--- RECORDS TO PROCESS ---

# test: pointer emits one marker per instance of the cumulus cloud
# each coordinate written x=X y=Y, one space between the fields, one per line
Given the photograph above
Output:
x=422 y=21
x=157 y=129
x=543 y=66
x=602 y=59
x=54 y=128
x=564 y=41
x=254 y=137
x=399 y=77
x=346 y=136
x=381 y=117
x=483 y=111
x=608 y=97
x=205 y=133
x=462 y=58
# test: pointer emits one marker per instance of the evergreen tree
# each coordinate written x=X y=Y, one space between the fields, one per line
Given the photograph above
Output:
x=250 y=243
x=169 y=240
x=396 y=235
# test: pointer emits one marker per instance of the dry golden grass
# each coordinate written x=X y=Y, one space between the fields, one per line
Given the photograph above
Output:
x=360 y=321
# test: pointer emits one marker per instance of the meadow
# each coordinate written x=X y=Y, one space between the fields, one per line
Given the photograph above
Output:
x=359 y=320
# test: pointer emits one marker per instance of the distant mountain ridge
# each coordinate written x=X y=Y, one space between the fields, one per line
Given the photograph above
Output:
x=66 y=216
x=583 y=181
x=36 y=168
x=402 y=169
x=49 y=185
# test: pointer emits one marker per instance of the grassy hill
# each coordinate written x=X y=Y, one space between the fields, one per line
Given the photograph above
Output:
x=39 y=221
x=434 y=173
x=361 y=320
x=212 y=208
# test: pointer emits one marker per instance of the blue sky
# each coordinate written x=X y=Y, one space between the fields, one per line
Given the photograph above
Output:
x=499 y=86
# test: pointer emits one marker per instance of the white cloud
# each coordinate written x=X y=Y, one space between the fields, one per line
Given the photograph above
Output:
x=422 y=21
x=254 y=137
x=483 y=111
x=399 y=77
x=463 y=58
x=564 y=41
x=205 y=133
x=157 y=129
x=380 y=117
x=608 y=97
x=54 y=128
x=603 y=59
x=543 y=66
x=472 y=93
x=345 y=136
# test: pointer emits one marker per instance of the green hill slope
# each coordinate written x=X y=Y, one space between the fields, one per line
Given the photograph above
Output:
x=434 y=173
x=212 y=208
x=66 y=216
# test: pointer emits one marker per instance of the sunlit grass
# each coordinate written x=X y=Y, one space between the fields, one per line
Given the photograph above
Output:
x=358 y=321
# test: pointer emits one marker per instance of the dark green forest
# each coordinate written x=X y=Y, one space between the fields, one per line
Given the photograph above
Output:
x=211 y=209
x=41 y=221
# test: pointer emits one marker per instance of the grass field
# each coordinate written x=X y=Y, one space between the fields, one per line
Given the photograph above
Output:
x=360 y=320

---

REQUIREMENT:
Render every line of the rows above as a Markdown table with the columns No. and Line, numbering the lines in order and leaving out any blank lines.

EXERCISE OUTPUT:
| No. | Line |
|---|---|
| 1 | # test: pointer emits one marker per instance of the cumulus cloud |
| 2 | # each coordinate written x=X y=Y, one space between the fields, one per line |
| 3 | Given the photograph above |
| 4 | Output: |
| 5 | x=422 y=21 |
| 6 | x=157 y=129 |
| 7 | x=543 y=66 |
| 8 | x=602 y=59 |
| 9 | x=54 y=128 |
| 10 | x=564 y=41 |
| 11 | x=254 y=137 |
| 12 | x=399 y=77 |
| 13 | x=346 y=136 |
| 14 | x=381 y=117 |
| 15 | x=483 y=111 |
| 16 | x=608 y=97 |
| 17 | x=205 y=133 |
| 18 | x=462 y=58 |
| 19 | # test: pointer emits one marker per instance of the evergreen tree |
| 20 | # each coordinate written x=X y=Y, one space between the fields, one per line |
| 21 | Given the photograph above |
| 22 | Output: |
| 23 | x=250 y=243 |
| 24 | x=169 y=240 |
| 25 | x=396 y=235 |
| 26 | # test: pointer emits one marker per instance of the dry golden grass |
| 27 | # each coordinate written x=X y=Y, one space between the fields, one per line |
| 28 | Given the photograph above |
| 29 | Output: |
| 30 | x=360 y=321 |
| 31 | # test: pointer emits one marker per instance of the meadow |
| 32 | # each coordinate written x=X y=Y, one space between the fields, one per line |
| 33 | Given the photograph above |
| 34 | Output: |
| 35 | x=359 y=320 |
| 36 | # test: pointer emits one marker per instance of the distant mountain ridge |
| 37 | # each coordinate written x=X y=Y, one space between the fields, one per line |
| 38 | Given the photograph above |
| 39 | Output: |
| 40 | x=66 y=216 |
| 41 | x=583 y=181 |
| 42 | x=36 y=168 |
| 43 | x=402 y=169 |
| 44 | x=49 y=185 |
| 45 | # test: pointer emits one marker per instance of the grassy hill |
| 46 | # each coordinate written x=X y=Y, one space between the fields, one per line |
| 47 | Given the photograph above |
| 48 | Output: |
| 49 | x=39 y=221 |
| 50 | x=434 y=173 |
| 51 | x=361 y=320 |
| 52 | x=212 y=208 |
| 53 | # test: pointer emits one marker per instance of the blue sky |
| 54 | # each coordinate written x=X y=Y, one space between the fields, one per line |
| 55 | Given the photograph above |
| 56 | Output: |
| 57 | x=499 y=86 |
| 58 | # test: pointer emits one marker per instance of the white cloud |
| 59 | # each coordinate written x=X y=Y, one space between the fields, one per line |
| 60 | Given the photograph above |
| 61 | Output: |
| 62 | x=422 y=21 |
| 63 | x=254 y=137 |
| 64 | x=483 y=111 |
| 65 | x=399 y=77 |
| 66 | x=463 y=58 |
| 67 | x=564 y=41 |
| 68 | x=205 y=133 |
| 69 | x=157 y=129 |
| 70 | x=380 y=117 |
| 71 | x=608 y=97 |
| 72 | x=54 y=128 |
| 73 | x=603 y=59 |
| 74 | x=543 y=66 |
| 75 | x=472 y=93 |
| 76 | x=345 y=136 |
| 77 | # test: pointer emits one marker per instance of the green hill slope |
| 78 | # each coordinate written x=X y=Y, one space between the fields, one per line |
| 79 | Given the photograph above |
| 80 | Output: |
| 81 | x=434 y=173 |
| 82 | x=212 y=208 |
| 83 | x=66 y=216 |
| 84 | # test: pointer emits one marker per instance of the sunlit grass |
| 85 | # each coordinate written x=X y=Y, one space between the fields, one per line |
| 86 | Given the photograph above |
| 87 | Output: |
| 88 | x=358 y=321 |
| 89 | # test: pointer emits one marker per instance of the dark green forest |
| 90 | # each coordinate written x=X y=Y, one space between the fields, one per line |
| 91 | Given the photograph above |
| 92 | Output: |
| 93 | x=211 y=209 |
| 94 | x=41 y=221 |
| 95 | # test: pointer emits one marker per instance of the grass field |
| 96 | # each coordinate written x=X y=Y, one space between the fields, one per line |
| 97 | Given the photograph above |
| 98 | Output: |
| 99 | x=360 y=320 |